> _Exercise_
Going through the entries, how many lines include the string "paddle"? Answer only with the number.

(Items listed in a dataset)
================

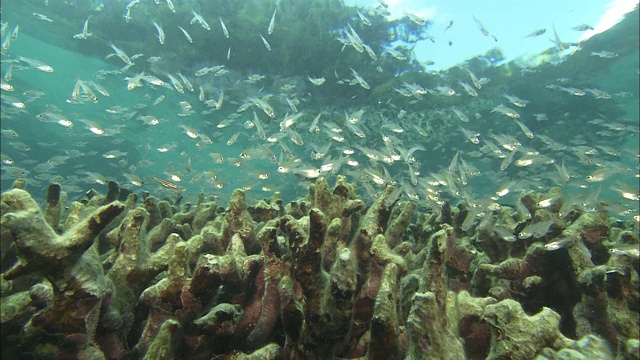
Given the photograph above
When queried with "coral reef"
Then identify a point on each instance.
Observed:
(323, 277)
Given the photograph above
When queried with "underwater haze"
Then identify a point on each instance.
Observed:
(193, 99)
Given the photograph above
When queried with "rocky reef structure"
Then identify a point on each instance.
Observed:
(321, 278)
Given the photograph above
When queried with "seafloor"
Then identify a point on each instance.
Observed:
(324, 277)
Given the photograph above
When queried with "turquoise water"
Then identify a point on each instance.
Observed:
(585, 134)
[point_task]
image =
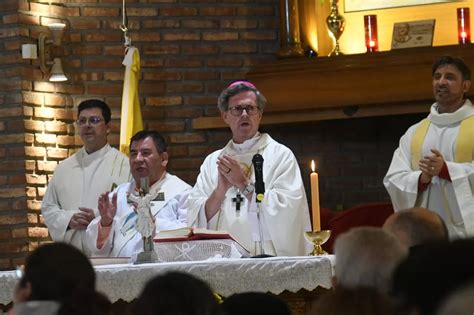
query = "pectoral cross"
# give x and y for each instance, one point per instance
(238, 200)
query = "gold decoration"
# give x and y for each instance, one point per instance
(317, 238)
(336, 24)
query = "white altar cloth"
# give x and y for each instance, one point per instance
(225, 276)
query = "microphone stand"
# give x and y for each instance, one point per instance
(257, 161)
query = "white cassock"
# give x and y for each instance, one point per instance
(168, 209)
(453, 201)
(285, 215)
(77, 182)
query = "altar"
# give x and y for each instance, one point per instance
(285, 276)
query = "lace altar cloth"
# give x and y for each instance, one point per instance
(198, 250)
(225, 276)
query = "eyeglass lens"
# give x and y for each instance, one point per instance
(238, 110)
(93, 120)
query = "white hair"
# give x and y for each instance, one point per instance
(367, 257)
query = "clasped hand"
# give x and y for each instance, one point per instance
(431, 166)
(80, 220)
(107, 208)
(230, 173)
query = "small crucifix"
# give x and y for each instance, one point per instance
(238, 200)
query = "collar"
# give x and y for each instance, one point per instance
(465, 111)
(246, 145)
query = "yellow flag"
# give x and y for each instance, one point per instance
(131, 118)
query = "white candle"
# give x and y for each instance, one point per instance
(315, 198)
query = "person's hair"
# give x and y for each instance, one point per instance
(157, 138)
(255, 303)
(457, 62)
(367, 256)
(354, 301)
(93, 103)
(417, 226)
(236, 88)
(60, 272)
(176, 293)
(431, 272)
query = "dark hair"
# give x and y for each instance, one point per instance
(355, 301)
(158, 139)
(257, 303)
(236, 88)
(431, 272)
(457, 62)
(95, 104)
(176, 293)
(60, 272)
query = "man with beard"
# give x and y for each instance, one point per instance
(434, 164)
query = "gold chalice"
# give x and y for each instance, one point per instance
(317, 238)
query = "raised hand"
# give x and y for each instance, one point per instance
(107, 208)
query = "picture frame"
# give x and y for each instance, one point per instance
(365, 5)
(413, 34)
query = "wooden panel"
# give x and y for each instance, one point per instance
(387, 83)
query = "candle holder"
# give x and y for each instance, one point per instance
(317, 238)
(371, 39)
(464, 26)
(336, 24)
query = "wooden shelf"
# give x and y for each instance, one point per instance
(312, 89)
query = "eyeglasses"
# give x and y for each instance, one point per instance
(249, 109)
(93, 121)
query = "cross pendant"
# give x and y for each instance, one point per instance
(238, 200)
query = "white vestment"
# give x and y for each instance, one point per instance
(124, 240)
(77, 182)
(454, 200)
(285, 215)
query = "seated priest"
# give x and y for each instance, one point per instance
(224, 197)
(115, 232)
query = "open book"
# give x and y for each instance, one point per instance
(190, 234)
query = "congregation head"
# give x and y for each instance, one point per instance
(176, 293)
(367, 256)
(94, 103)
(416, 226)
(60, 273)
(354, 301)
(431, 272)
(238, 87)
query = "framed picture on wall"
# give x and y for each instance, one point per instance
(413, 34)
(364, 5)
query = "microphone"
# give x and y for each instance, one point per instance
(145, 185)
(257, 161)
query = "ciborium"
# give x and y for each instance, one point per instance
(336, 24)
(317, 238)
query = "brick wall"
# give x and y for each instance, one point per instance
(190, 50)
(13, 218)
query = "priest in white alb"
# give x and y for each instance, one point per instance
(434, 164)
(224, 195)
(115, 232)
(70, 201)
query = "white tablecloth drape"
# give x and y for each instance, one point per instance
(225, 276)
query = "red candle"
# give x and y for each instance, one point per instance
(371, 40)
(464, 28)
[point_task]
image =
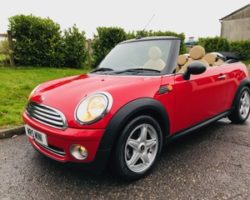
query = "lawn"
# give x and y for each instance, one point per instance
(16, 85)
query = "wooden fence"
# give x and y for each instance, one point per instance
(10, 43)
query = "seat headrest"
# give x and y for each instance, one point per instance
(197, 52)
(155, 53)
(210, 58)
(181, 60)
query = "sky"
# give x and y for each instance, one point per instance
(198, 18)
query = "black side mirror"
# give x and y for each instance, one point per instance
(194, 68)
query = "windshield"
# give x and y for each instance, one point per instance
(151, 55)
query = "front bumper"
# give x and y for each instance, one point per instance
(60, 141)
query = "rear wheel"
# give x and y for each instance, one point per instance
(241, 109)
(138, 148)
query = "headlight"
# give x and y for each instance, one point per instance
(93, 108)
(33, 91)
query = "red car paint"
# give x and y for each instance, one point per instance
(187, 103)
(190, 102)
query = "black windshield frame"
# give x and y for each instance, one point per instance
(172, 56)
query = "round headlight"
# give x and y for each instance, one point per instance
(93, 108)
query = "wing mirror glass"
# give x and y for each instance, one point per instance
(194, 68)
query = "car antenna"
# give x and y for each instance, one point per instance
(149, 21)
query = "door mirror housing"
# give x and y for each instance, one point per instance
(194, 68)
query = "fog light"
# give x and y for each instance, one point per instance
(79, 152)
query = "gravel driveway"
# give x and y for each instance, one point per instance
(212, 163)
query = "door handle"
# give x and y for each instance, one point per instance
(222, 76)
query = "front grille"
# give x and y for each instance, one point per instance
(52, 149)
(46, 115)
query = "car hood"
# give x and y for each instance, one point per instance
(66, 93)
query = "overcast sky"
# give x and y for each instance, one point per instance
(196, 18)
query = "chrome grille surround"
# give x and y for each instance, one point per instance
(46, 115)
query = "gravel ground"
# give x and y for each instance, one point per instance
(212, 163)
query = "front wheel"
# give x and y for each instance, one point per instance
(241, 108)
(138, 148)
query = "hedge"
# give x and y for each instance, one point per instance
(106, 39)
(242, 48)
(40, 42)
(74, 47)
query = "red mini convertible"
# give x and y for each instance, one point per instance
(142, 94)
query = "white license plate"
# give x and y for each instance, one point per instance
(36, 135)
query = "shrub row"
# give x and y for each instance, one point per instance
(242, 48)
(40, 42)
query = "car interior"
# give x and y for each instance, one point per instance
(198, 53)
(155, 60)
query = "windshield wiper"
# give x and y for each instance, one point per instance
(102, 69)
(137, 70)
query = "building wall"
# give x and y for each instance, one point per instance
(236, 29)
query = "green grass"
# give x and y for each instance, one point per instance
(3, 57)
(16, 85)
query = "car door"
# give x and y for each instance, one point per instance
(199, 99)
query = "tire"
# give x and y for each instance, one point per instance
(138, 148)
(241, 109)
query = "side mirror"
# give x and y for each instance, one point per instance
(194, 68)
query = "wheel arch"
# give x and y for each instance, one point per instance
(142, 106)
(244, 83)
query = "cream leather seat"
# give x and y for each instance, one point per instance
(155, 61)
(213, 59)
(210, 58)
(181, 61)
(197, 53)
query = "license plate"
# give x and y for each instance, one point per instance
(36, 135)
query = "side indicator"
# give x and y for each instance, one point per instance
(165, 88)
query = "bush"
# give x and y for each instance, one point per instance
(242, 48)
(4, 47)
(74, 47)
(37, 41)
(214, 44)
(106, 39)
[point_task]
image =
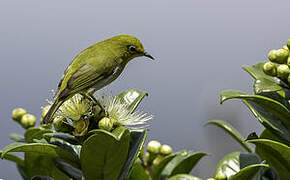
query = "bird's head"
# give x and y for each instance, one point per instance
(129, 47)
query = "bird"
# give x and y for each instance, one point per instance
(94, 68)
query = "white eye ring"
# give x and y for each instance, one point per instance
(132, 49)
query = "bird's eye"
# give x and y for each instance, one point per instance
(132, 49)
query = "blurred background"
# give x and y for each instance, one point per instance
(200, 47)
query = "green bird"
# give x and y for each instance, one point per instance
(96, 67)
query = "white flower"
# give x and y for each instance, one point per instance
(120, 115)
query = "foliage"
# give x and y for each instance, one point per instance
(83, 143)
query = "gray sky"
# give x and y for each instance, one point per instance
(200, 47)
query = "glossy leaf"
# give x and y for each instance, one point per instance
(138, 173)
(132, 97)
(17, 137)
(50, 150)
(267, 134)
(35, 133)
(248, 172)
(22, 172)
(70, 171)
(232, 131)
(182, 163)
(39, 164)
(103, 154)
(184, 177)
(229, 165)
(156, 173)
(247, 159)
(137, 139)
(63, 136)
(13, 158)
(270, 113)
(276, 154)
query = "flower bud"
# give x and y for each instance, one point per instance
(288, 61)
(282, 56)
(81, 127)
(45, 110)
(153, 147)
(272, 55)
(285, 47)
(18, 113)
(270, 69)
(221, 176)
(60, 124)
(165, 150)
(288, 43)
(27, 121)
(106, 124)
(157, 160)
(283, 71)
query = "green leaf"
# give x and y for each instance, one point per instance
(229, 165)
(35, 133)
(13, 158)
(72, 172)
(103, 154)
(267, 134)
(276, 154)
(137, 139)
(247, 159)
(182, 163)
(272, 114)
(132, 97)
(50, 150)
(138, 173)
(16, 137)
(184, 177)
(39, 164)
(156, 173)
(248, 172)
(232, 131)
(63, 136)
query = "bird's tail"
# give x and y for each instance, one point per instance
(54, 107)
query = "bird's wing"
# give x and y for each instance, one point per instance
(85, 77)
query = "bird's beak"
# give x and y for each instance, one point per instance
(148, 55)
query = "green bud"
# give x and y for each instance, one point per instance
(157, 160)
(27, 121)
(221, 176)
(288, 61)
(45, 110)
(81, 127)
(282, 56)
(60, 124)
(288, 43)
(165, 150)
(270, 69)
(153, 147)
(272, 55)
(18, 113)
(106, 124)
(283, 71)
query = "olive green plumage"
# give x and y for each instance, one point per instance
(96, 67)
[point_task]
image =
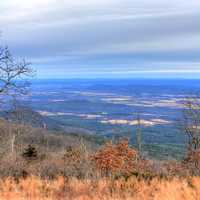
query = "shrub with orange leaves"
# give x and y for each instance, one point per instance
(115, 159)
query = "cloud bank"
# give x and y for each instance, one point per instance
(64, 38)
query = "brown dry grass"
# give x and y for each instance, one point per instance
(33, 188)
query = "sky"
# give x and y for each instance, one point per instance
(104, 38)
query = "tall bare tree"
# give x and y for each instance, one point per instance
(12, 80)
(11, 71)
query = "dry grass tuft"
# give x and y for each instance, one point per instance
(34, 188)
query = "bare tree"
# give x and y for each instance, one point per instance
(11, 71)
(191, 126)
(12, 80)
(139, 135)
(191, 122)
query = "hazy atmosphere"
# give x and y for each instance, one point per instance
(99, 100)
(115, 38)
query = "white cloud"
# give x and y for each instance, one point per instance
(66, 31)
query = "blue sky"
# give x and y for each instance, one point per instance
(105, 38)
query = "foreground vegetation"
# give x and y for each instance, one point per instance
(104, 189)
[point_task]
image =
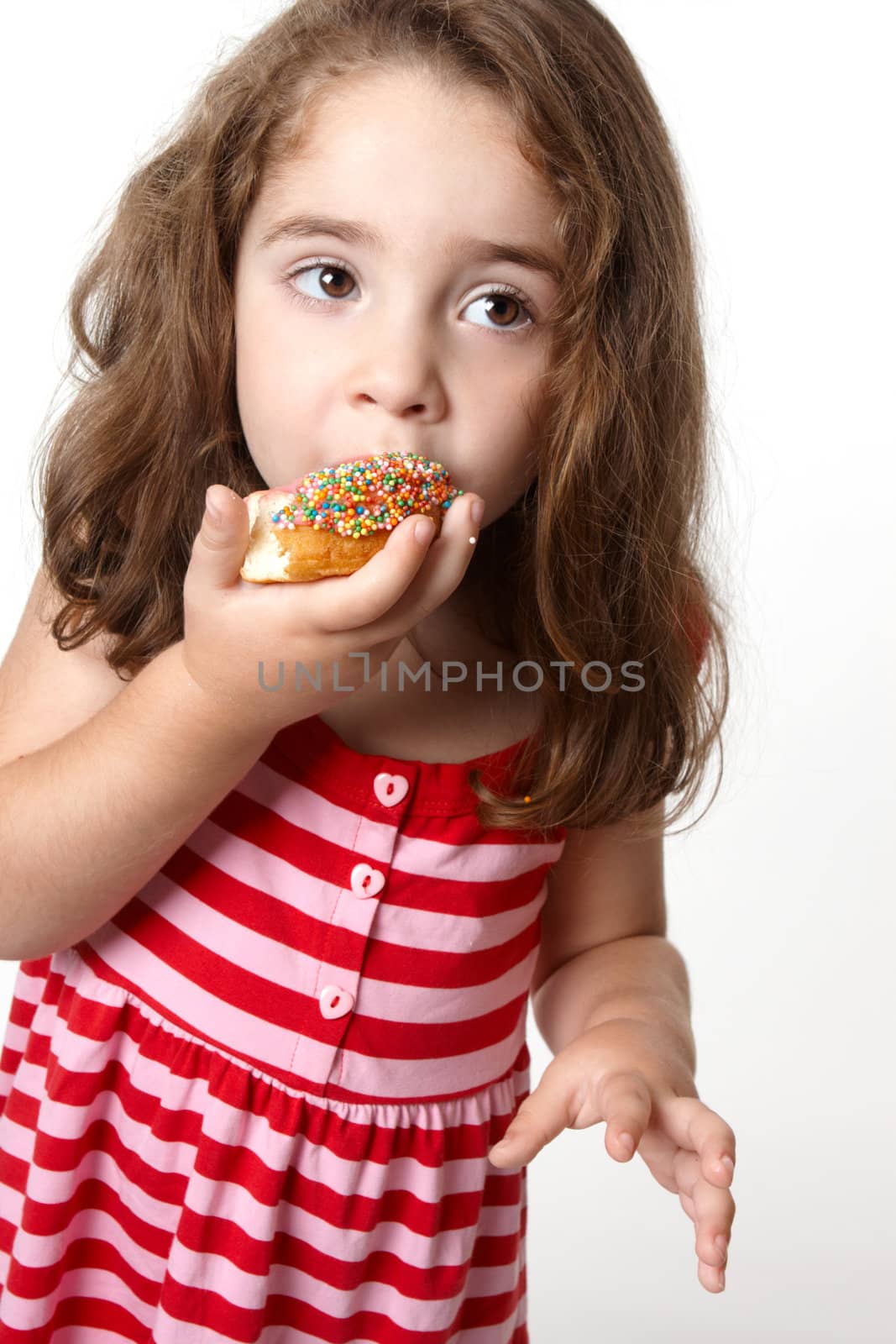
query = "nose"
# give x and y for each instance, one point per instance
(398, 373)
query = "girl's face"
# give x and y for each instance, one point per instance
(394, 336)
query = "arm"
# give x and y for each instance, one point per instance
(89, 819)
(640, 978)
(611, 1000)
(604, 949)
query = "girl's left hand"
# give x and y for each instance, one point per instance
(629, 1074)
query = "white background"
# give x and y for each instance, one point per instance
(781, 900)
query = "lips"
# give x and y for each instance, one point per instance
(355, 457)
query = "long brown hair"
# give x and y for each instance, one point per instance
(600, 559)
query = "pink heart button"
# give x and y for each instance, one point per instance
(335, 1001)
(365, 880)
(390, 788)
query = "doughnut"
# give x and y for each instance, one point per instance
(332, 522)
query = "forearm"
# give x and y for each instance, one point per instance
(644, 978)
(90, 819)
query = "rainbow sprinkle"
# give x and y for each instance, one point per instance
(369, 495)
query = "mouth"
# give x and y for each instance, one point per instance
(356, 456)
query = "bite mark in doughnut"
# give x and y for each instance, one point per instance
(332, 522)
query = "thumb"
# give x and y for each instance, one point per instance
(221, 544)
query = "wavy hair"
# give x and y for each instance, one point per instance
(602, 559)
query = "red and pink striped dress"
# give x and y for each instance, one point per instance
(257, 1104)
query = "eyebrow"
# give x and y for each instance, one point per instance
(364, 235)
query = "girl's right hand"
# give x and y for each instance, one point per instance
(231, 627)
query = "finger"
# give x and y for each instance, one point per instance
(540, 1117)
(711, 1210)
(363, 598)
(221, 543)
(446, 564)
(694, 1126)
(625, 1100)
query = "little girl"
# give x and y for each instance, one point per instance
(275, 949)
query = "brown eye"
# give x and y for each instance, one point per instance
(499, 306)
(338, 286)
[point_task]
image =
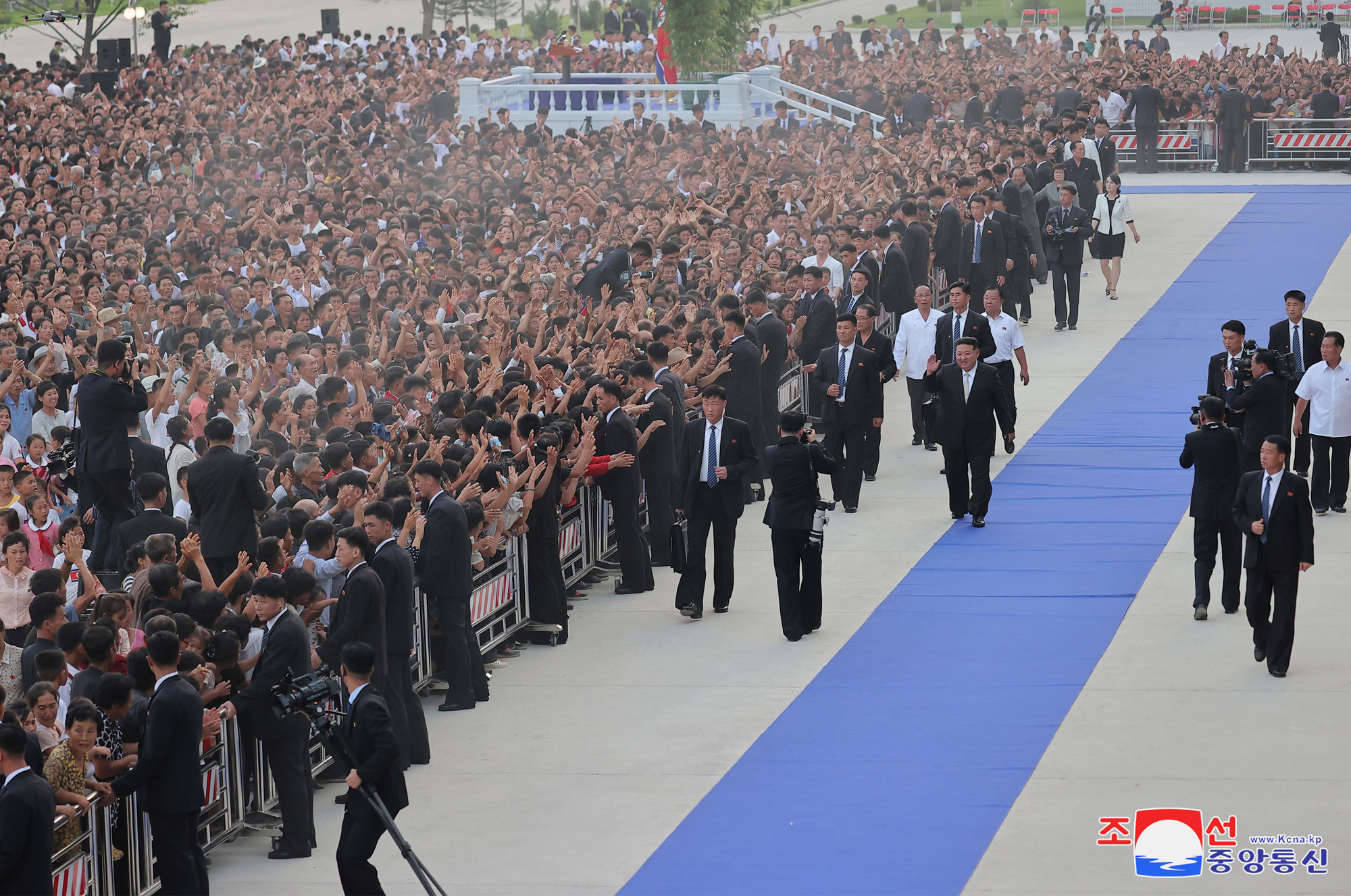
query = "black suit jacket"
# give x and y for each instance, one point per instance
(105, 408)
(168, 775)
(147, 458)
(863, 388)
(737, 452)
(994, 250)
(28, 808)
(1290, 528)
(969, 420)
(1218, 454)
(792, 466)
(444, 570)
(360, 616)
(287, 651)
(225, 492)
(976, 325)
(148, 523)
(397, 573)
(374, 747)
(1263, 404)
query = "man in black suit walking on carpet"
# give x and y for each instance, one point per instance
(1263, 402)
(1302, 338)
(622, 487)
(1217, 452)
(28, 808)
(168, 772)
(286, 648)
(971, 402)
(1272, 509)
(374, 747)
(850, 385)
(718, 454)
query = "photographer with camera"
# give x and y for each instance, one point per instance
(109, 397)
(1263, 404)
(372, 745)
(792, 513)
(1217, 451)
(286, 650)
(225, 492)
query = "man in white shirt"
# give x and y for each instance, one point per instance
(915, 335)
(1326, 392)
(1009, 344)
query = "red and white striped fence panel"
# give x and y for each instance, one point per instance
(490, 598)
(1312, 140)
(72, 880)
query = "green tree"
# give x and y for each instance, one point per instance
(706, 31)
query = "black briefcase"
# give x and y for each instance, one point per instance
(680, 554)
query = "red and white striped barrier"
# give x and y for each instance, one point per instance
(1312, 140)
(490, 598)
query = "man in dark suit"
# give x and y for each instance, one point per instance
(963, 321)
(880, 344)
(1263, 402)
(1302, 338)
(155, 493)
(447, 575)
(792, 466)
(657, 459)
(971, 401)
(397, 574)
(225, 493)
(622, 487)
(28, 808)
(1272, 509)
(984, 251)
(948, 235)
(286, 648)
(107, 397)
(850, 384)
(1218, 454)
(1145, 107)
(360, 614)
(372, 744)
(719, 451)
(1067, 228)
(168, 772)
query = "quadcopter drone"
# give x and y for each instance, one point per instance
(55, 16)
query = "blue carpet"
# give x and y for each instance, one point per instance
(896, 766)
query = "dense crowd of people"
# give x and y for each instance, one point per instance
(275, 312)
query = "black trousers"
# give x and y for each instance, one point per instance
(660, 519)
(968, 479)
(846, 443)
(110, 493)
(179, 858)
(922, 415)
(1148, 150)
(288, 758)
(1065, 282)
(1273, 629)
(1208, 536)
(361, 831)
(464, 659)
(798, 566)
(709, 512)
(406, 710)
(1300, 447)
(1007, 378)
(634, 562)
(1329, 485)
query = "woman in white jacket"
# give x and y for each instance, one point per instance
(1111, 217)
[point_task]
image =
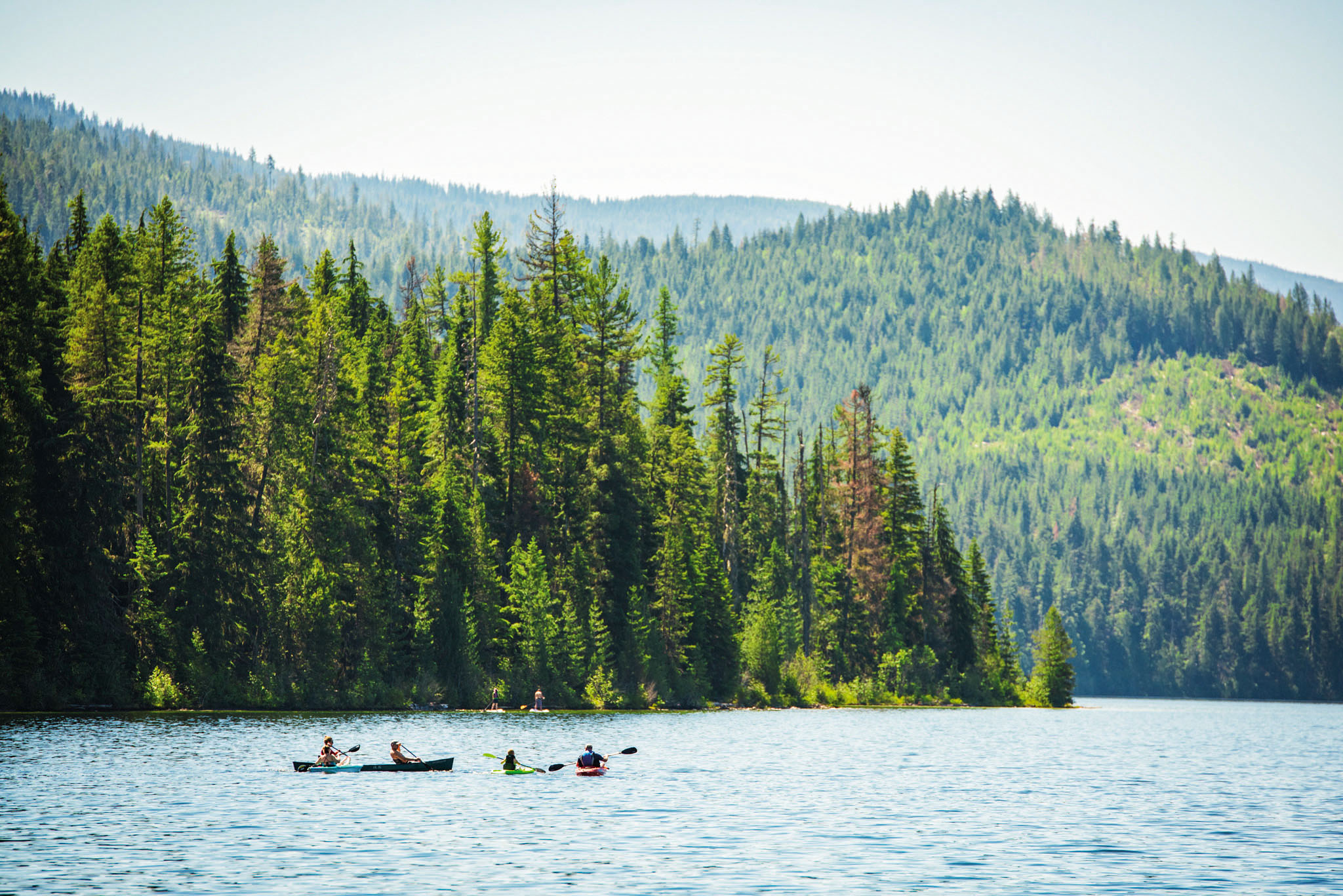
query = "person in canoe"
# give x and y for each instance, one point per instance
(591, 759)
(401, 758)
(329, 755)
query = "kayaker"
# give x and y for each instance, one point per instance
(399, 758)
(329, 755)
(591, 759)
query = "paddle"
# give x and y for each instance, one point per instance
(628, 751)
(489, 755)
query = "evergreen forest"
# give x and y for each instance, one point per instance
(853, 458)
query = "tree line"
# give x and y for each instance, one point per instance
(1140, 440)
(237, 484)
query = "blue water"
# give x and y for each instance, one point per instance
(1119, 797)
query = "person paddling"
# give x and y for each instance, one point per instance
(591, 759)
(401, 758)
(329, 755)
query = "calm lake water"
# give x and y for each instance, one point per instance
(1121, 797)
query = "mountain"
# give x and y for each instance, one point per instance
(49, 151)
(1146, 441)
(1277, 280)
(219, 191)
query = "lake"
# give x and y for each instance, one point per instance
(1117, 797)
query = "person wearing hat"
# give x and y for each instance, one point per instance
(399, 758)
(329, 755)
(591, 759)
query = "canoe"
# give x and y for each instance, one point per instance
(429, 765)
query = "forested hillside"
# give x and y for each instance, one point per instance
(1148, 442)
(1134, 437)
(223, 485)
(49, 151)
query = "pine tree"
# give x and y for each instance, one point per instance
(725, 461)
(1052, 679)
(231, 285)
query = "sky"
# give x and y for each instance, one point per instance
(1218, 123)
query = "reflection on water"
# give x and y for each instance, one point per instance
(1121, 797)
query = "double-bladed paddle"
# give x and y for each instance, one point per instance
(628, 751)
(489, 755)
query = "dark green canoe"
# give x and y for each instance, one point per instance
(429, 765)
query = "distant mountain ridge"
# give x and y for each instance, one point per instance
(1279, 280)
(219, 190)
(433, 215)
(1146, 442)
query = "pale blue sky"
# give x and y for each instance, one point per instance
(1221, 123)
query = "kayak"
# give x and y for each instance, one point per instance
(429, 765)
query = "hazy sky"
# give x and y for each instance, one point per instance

================

> _Result of this task_
2